====== RECORDS TO USE
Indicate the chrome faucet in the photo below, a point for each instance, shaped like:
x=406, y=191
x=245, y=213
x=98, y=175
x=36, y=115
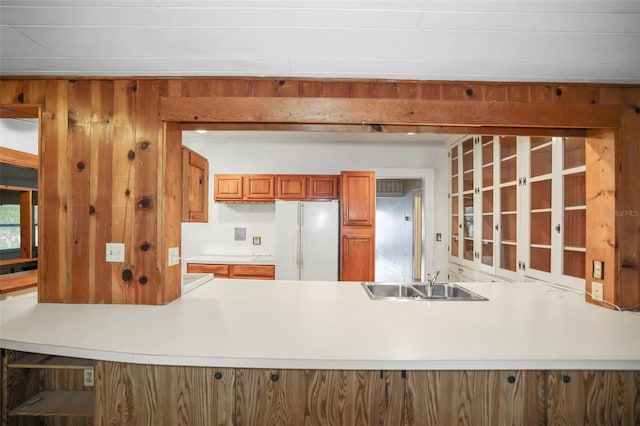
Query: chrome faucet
x=431, y=280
============
AIM OF THE EXERCISE –
Please output every line of the rows above as a JSON list of strings, one string per line, skipping blank lines and leaving out the pictures.

FINISHED EXERCISE –
[
  "Indicate the chrome faucet in the photo below, a point for each instance, shaped like:",
  "x=406, y=191",
  "x=245, y=213",
  "x=98, y=175",
  "x=36, y=115",
  "Query: chrome faucet",
  "x=431, y=280"
]